◆ What to work on
1 - Translate this sentence from the game thread into Spanish: "Parker has hit two shots in a row and is heating up."
2 - Reproduce the passage of the game thread between "## Sir Patchwork" and "round elimination possibly.", inclusive.
3 - Name each distinct username that appears as a post header in the game thread, listing each only once.

◆ Text
Nice adjustments good shot by Barry and great kick out pas by Duncan I wish Dirk had the passing skills of Duncan.


----------



## texan

1-6 already on free throws, my god.


----------



## richiejakobe

remember the alamo, i mean remember the missed free throws.


----------



## texan

Timeout!

21-10 Spurs

Parker has hit two shots in a row and is heating up. Duncan still looks hurt, but the rest of our team has really stepped up and is picking up the slack that a normal Duncan would be right now. Barry has 2 threes so far.


----------



## TheRoc5

yes!!!!!!!!!!!!!!!!!! we getting off to a good start. duncan looks good and parker is starting to take it over. brent has 6pts. hopefully we can keep all of this up. time out


----------



## LineOFire

If only we would have come out with this kind of intensity in Game 1 we would never have to be in this situation. We are hot from three point land! Let's not forget how the Nuggets came back last game from behind though.

Denver Nuggets - 10
San Antonio Spurs - 21

1st Quarter - 4:29 Remaining


----------



## TheRoc5

texan said:


> Timeout!
> 
> 21-10 Spurs
> 
> Parker has hit two shots in a row and is heating up. Duncan still looks hurt, but the rest of our team has really stepped up and is picking up the slack that a normal Duncan would be right now. Barry has 2 threes so far.


yes his ankle lookd hurt and might even be worse then last gm but duncan stil is contributing alot more


----------



## FreeMason Jr.

Spurs are an impressive four for four from the three point line, but they're a horrible 1 for 6 from the free throw line. Although, you can't really complaing about being up 10-21 with 5 minutes left in the first :biggrin: !


----------



## texan

I've noticed, as I'm sure many of you have, that we have definitley picked up the defensive intensity, both perimeter and interior. All guys, not just some, have been playing inspired defense. I have a feeling Pop had somin to do with this.


----------



## LineOFire

Some one better put a stop to Boykins' good play or we could be in for a long night. 

Denver Nuggets - 16
San Antonio Spurs - 25

1st Quarter - 2:56 Remaining


----------



## Sir Patchwork

Man, the keys I pointed out before game 1 have been right on point. I said Andre Miller would be big posting on Parker, and Boykins would be a killer. If we can contain these guys, we win the series in 5 games. If not, we're looking at a 1st round elimination possibly.


----------



## richiejakobe

earl the peral will brin us bback or melo


----------



## FreeMason Jr.

◆ Entries supplied
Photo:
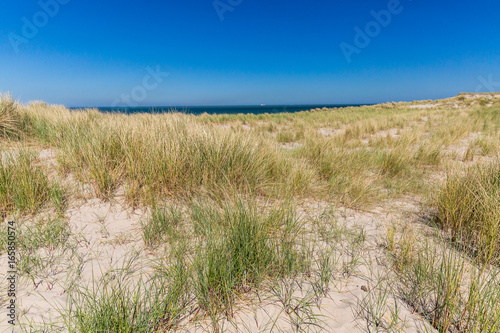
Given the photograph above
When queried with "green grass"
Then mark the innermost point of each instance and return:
(23, 185)
(440, 283)
(469, 208)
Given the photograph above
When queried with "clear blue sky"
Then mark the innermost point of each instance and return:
(92, 52)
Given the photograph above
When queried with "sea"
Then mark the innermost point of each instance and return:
(244, 109)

◆ Expected responses
1 - Parker ha encestado dos tiros seguidos y está entrando en calor.

2 -
## Sir Patchwork

Man, the keys I pointed out before game 1 have been right on point. I said Andre Miller would be big posting on Parker, and Boykins would be a killer. If we can contain these guys, we win the series in 5 games. If not, we're looking at a 1st round elimination possibly.

3 -
texan
richiejakobe
TheRoc5
LineOFire
FreeMason Jr.
Sir Patchwork